## WHAT YOU SHOULD DO
All records below must be retyped exactly.

[Pointing records]

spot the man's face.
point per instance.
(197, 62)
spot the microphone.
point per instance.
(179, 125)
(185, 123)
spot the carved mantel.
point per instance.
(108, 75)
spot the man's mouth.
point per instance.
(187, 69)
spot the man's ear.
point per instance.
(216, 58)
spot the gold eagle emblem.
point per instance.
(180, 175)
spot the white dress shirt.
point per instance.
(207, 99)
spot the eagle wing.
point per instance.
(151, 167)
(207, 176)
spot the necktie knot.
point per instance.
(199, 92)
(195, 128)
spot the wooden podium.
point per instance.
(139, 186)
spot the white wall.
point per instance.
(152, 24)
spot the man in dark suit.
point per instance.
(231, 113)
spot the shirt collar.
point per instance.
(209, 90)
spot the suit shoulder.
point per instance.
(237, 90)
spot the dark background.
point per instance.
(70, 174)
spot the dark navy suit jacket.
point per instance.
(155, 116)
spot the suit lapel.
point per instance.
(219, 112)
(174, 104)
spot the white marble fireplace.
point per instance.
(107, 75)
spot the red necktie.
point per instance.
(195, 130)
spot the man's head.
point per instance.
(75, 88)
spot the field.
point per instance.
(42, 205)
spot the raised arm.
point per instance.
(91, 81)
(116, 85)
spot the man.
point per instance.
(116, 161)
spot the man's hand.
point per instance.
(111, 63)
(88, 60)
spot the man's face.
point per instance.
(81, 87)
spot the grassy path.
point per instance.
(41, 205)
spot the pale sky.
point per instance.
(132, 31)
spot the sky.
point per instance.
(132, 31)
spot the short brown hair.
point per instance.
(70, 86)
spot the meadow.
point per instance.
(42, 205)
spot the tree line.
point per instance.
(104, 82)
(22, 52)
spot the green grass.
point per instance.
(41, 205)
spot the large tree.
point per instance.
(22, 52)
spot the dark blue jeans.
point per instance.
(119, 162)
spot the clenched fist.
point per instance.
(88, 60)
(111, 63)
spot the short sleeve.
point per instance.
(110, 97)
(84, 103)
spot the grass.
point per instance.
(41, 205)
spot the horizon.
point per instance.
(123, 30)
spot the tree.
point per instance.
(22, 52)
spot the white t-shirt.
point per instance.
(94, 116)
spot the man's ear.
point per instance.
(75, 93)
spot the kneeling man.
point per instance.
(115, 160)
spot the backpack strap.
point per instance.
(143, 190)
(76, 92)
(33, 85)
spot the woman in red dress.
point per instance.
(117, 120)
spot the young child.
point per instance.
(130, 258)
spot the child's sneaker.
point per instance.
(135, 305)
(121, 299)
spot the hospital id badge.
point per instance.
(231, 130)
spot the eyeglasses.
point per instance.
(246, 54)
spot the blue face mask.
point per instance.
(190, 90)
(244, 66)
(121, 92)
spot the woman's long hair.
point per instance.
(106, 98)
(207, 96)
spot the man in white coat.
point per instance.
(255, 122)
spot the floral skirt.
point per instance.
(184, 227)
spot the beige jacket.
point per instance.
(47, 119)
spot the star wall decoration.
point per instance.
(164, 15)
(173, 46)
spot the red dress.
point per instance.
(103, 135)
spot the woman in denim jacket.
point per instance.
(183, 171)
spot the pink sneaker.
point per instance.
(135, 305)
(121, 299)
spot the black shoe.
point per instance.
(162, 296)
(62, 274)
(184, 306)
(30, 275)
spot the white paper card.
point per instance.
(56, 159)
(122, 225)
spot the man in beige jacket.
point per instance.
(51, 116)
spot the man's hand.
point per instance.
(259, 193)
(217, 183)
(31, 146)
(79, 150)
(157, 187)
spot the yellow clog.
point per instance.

## COMPLETE ANSWER
spot the man's face.
point per instance.
(197, 62)
spot the microphone.
point per instance.
(179, 125)
(185, 123)
spot the carved mantel.
point per instance.
(108, 75)
spot the man's mouth.
point per instance.
(187, 69)
spot the man's ear.
point per instance.
(216, 58)
spot the gold eagle emblem.
point per instance.
(180, 175)
spot the white dress shirt.
point per instance.
(207, 99)
spot the eagle wing.
point per instance.
(151, 167)
(207, 176)
spot the necktie knot.
point per instance.
(199, 92)
(195, 128)
spot the wooden podium.
point per instance.
(139, 186)
spot the white wall.
point per instance.
(152, 24)
spot the man in dark suit.
point per instance.
(231, 113)
spot the shirt collar.
point per instance.
(209, 90)
spot the suit shoulder.
point per instance.
(237, 90)
spot the dark background.
point per instance.
(70, 174)
spot the dark navy suit jacket.
point per instance.
(155, 116)
spot the suit lapel.
point per instance.
(219, 112)
(174, 104)
spot the white marble fireplace.
point per instance.
(107, 75)
spot the red necktie.
point per instance.
(195, 130)
spot the man's head.
point per instance.
(75, 88)
spot the field.
point per instance.
(42, 205)
spot the raised arm.
point per instance.
(91, 81)
(116, 85)
spot the man.
point per instance.
(116, 161)
spot the man's hand.
point per instance.
(111, 63)
(88, 60)
spot the man's face.
point per instance.
(81, 87)
spot the grassy path.
point per instance.
(41, 205)
spot the pale sky.
point per instance.
(132, 31)
spot the sky.
point per instance.
(132, 31)
spot the short brown hair.
point per instance.
(70, 86)
spot the meadow.
point per instance.
(42, 205)
spot the tree line.
point per instance.
(104, 82)
(22, 52)
spot the green grass.
point per instance.
(41, 205)
spot the large tree.
point per instance.
(22, 52)
spot the dark blue jeans.
point per instance.
(119, 162)
spot the clenched fist.
point per instance.
(88, 60)
(111, 63)
spot the short sleeve.
point per instance.
(110, 97)
(84, 103)
spot the grass.
point per instance.
(41, 205)
spot the horizon.
point per instance.
(123, 30)
spot the tree.
point per instance.
(22, 52)
spot the white t-shirt.
point per instance.
(94, 116)
spot the man's ear.
point per instance.
(75, 93)
spot the kneeling man.
point per instance.
(115, 160)
spot the backpack strap.
point per instance.
(143, 190)
(76, 92)
(33, 85)
spot the woman in red dress.
point per instance.
(117, 120)
spot the young child.
point per instance.
(130, 258)
spot the child's sneaker.
point per instance.
(135, 305)
(121, 299)
spot the hospital id badge.
point per instance.
(231, 130)
spot the eyeglasses.
point per instance.
(246, 54)
spot the blue face mask.
point per instance.
(190, 90)
(244, 66)
(121, 92)
spot the woman's long hair.
point per instance.
(106, 98)
(207, 96)
spot the man in white coat.
point per instance.
(255, 122)
spot the floral skirt.
point per instance.
(184, 227)
spot the beige jacket.
point per instance.
(47, 119)
spot the star wall decoration.
point per instance.
(164, 15)
(173, 46)
spot the red dress.
point per instance.
(103, 135)
spot the woman in denim jacket.
point per instance.
(183, 171)
spot the pink sneaker.
point per instance.
(135, 305)
(121, 299)
spot the black shoe.
point per instance.
(162, 296)
(62, 274)
(184, 306)
(30, 275)
spot the white paper card.
point per instance.
(56, 159)
(122, 225)
spot the man in beige jacket.
point per instance.
(51, 116)
spot the man's hand.
point per instance.
(259, 193)
(217, 183)
(31, 146)
(79, 150)
(157, 187)
spot the yellow clog.
point per instance.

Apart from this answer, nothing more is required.